--- REQUIREMENTS ---
Print the lines of the material verbatim, from the line containing "fence post, each" up to and including the final line of the material.

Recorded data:
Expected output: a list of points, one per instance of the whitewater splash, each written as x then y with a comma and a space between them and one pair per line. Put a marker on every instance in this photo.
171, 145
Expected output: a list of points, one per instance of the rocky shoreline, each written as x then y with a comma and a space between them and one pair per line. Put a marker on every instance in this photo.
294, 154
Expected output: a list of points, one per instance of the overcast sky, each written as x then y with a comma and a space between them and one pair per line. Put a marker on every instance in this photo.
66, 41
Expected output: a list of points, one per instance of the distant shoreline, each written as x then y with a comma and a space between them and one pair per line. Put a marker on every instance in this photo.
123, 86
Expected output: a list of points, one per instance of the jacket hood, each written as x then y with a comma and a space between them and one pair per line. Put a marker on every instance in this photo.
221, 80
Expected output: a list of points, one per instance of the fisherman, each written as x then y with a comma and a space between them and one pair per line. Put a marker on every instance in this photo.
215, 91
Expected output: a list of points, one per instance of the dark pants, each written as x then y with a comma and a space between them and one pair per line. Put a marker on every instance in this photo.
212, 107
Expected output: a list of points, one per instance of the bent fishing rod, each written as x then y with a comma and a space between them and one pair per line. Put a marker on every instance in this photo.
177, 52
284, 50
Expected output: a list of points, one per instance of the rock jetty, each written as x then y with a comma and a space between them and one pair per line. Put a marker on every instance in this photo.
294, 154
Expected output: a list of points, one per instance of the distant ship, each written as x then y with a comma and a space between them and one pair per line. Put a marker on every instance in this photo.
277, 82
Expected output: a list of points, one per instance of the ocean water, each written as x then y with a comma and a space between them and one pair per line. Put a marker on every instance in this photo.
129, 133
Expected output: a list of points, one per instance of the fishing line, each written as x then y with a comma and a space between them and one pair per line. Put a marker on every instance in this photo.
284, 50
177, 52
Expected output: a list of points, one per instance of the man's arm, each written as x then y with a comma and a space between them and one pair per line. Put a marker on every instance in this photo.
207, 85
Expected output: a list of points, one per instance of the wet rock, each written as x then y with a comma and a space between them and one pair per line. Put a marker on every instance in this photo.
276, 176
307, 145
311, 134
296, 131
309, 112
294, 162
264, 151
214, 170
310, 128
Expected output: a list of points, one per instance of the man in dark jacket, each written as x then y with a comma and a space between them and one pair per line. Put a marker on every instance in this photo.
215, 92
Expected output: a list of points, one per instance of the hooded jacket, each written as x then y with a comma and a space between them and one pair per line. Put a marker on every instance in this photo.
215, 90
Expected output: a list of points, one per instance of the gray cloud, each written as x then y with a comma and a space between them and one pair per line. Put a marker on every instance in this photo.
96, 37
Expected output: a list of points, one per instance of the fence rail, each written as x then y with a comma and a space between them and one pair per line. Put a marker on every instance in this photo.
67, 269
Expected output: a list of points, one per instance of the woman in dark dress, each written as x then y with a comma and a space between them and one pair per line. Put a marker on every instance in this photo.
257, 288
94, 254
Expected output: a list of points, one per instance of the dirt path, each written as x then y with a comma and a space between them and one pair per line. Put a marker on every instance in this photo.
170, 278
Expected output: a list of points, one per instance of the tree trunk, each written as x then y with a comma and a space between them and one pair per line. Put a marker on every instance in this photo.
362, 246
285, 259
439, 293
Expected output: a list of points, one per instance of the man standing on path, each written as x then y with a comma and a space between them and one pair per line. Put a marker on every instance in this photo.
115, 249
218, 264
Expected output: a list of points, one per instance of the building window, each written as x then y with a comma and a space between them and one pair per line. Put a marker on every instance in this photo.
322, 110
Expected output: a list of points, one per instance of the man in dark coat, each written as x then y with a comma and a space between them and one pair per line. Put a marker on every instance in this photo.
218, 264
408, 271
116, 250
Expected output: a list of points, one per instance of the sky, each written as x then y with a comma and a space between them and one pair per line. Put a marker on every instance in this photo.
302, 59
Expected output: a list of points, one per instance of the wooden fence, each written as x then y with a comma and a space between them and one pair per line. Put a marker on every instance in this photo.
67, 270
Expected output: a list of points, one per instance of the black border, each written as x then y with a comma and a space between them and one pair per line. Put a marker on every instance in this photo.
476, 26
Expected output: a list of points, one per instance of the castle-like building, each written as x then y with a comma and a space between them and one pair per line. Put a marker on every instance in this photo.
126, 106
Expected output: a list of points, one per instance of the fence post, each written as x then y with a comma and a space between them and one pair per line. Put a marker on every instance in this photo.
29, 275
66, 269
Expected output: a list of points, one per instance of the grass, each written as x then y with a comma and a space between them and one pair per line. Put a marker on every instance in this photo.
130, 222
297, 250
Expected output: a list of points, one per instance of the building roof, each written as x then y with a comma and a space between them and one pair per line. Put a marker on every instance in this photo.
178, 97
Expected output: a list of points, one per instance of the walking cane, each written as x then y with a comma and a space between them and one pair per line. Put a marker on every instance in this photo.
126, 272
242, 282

--- ANSWER FOR THE TASK ---
Expected output: a list of points, one per instance of the fence post, each written as x then y with a comma and a space between them and one pair per line. Put a marker on every instance in this photo.
29, 275
66, 269
Expected output: a list of points, one per instance of the grass, each written as x then y with a comma and a space between them and one pair per line. Put a marker on every instance in this photo.
130, 222
297, 250
Expected output: a list of points, one per instance of the building roof, each written as x then y with a comma and a space between them and one pair per line. Put a marker on every instance in this photo.
178, 97
Expected output: a list of points, one per instance of the walking cane, each written as x then y with a comma and a space between them and one pair per line. Put a marker on every instance in this photo.
126, 272
242, 282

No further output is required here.